## Written exercise
Reproduce each line of the following listing verbatim.

## Supplied records
═══

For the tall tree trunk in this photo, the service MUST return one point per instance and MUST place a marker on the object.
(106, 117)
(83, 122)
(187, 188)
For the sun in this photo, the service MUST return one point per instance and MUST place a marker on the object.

═══

## Complete response
For the tall tree trunk in this photo, the service MUST return one point per instance and MUST place a marker on the object.
(106, 117)
(83, 122)
(187, 188)
For the sun in this photo, the service MUST return one point per instance and MUST place a marker on the object.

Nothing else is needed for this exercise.